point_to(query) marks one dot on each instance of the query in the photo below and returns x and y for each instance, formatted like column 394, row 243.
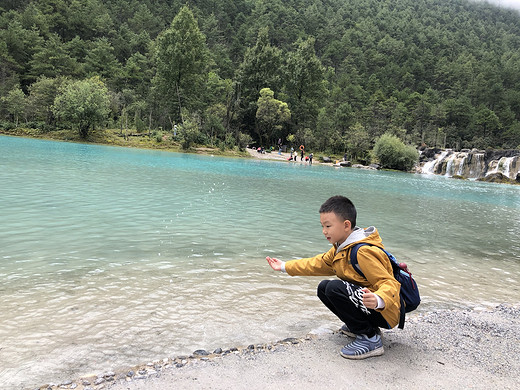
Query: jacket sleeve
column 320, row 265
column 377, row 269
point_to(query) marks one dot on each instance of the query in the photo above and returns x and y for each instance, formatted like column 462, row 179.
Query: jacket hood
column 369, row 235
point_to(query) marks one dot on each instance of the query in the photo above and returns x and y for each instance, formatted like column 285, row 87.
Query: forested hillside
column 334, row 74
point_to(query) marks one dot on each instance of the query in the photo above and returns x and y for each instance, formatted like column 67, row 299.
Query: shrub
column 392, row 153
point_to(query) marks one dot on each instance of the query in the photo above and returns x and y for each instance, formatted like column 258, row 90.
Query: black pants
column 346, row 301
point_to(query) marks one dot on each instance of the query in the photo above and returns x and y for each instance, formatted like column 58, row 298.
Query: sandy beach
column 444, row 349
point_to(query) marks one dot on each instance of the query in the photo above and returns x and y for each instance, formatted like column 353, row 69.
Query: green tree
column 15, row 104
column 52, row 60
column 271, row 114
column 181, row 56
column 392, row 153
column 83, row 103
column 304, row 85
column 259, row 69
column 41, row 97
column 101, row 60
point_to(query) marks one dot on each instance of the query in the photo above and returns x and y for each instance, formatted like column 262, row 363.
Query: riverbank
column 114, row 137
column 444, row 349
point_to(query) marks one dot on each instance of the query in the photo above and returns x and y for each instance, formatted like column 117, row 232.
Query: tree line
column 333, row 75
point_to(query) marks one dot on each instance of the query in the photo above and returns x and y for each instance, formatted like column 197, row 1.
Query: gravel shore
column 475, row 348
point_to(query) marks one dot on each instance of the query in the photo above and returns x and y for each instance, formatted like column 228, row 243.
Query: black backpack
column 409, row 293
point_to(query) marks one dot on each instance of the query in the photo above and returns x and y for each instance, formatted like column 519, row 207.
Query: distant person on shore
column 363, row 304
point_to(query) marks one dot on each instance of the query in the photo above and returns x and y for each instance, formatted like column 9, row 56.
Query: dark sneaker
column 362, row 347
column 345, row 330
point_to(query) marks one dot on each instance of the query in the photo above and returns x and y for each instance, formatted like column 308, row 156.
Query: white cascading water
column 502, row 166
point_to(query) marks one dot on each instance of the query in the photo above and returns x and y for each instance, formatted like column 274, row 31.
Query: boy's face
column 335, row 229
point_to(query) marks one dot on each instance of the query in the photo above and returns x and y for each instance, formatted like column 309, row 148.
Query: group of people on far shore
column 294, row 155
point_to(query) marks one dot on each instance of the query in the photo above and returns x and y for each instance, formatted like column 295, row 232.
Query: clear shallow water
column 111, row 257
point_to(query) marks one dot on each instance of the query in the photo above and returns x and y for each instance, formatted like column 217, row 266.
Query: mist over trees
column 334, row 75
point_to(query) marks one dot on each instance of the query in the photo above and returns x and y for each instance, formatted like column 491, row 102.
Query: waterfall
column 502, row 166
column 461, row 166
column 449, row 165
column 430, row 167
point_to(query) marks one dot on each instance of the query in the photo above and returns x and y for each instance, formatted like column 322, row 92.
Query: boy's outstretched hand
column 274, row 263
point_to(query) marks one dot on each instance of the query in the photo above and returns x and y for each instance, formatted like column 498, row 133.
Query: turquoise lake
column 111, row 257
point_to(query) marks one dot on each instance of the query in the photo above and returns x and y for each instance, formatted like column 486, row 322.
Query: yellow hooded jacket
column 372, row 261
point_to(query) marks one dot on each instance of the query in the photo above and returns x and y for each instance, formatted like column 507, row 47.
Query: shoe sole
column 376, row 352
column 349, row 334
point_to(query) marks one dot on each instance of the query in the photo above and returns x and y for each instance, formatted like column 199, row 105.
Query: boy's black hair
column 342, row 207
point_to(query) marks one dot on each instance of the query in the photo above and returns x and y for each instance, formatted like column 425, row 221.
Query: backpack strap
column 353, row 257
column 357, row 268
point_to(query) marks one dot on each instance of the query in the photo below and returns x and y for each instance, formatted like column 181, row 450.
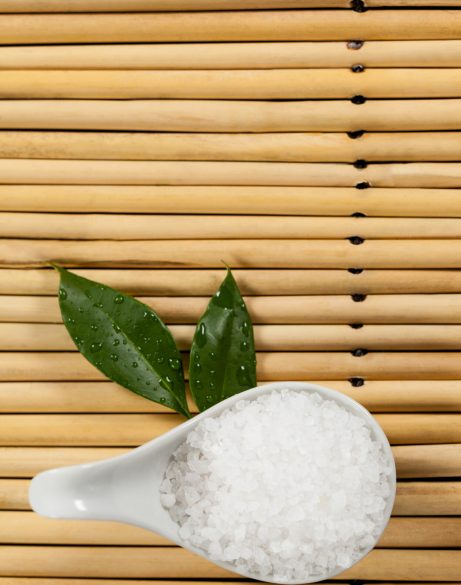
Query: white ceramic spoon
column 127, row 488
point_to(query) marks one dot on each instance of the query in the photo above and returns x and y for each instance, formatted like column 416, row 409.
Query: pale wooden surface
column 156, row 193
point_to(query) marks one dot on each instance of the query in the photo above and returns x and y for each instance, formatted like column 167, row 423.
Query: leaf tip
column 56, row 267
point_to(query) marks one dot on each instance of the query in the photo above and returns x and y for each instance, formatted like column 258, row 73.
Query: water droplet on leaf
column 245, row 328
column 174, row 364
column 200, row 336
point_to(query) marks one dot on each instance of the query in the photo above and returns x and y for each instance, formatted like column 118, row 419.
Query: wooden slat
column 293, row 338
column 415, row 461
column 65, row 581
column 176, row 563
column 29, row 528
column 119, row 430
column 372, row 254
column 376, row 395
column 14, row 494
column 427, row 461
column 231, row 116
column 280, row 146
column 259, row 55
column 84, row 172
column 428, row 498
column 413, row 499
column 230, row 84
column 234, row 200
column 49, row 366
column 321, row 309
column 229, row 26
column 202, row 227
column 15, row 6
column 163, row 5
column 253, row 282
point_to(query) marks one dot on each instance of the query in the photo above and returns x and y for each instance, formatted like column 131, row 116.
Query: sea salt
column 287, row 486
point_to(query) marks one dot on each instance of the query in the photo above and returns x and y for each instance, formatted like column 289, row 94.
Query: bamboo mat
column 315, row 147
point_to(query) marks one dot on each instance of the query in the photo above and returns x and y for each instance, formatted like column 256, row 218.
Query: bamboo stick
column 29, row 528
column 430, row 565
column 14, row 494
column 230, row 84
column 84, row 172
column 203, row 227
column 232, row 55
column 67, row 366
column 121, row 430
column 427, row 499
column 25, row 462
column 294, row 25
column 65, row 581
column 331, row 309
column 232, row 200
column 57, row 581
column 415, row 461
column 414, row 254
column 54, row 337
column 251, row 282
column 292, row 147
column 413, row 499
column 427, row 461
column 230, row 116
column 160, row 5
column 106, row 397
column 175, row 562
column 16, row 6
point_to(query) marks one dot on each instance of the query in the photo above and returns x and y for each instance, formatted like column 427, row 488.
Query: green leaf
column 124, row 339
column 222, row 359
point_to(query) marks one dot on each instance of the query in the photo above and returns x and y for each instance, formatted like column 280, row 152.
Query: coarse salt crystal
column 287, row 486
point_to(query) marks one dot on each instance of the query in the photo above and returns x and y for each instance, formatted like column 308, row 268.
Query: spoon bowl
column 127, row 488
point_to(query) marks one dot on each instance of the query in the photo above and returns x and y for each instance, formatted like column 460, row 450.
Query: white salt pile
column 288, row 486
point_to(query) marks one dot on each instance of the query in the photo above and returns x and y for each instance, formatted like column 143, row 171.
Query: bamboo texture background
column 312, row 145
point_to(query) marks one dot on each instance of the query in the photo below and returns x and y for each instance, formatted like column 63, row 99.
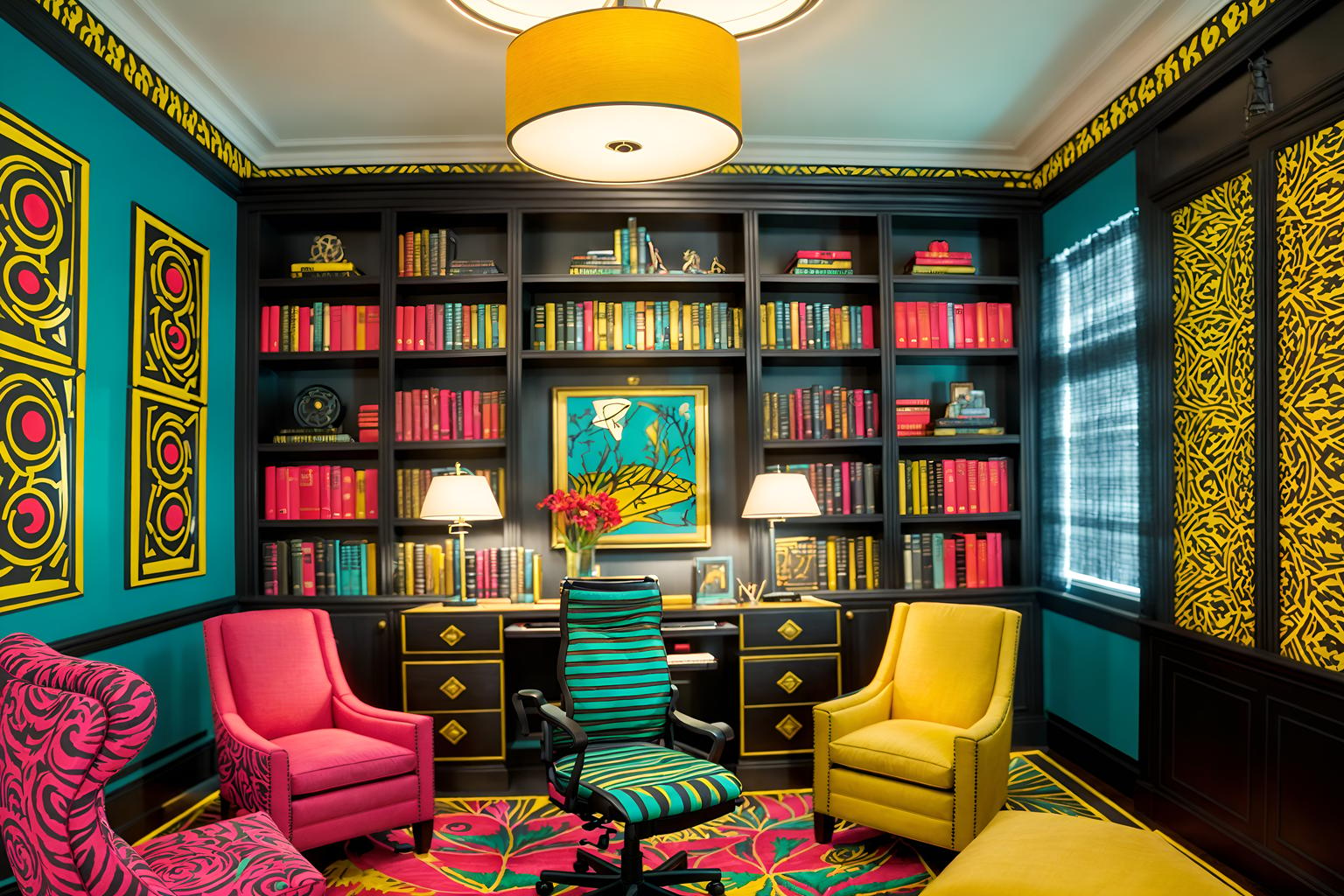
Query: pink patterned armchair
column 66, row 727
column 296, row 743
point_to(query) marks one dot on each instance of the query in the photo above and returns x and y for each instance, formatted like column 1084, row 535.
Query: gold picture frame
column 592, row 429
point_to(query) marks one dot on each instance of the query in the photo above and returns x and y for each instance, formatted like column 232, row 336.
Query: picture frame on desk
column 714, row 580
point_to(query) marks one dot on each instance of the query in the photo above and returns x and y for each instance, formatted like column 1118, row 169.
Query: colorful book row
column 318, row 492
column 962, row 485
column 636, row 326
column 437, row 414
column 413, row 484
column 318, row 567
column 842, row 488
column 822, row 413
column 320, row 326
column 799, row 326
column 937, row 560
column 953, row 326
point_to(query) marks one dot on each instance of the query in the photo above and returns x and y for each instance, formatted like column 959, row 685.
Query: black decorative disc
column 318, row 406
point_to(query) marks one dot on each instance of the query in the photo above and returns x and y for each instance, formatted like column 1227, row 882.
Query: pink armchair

--------

### Aim of the exercise
Copy word for word the stretch of the records from the line containing "280, row 152." through the line containing "column 318, row 406". Leave the pictures out of your answer.

### Exercise answer
point_to(query) marks one dot on each instance of the query in the photo above and returns x and y for each instance, formatted like column 280, row 152.
Query: coarse salt crystal
column 287, row 486
point_to(query) marks one dot on each instance of the query in the photo above and returns x and y for each instance, formatted like column 308, row 268.
Query: spoon bowl
column 127, row 488
point_to(query) marks one dot on each instance of the query in the photo above and returns x and y for each instance, formatted like column 460, row 450.
Query: white salt pile
column 288, row 486
point_to(query) marks one dot on each instance of the query in the photo above and returns x and y for each instance, formatted like column 143, row 171.
Query: bamboo texture background
column 312, row 145
point_to(query) marks one dot on each instance of the query in the photo below and returns x and y for each instance, formatted like column 63, row 99.
Query: pink patterned armchair
column 66, row 727
column 296, row 743
point_to(query) marks one dot on each instance of the query in the photo above and returns x and y for each instance, formatted like column 1084, row 535.
Query: gold picture frame
column 592, row 429
point_to(query) marks one dot on each instance of the query in the photo above and returns x and y for each instance, formatted like column 232, row 336.
Query: picture frame on desk
column 714, row 580
point_to(query) marks one dot on each instance of the query in the photo above and returns x and y for each instance, formatted like column 1118, row 169.
Query: colorful book row
column 318, row 492
column 962, row 485
column 636, row 326
column 437, row 414
column 413, row 484
column 318, row 567
column 842, row 488
column 822, row 413
column 320, row 326
column 799, row 326
column 937, row 560
column 953, row 326
point_to(query) marks one dot on each instance of the query in the photo above and returns x and y for each instance, formatted like column 959, row 685.
Query: black decorative disc
column 318, row 406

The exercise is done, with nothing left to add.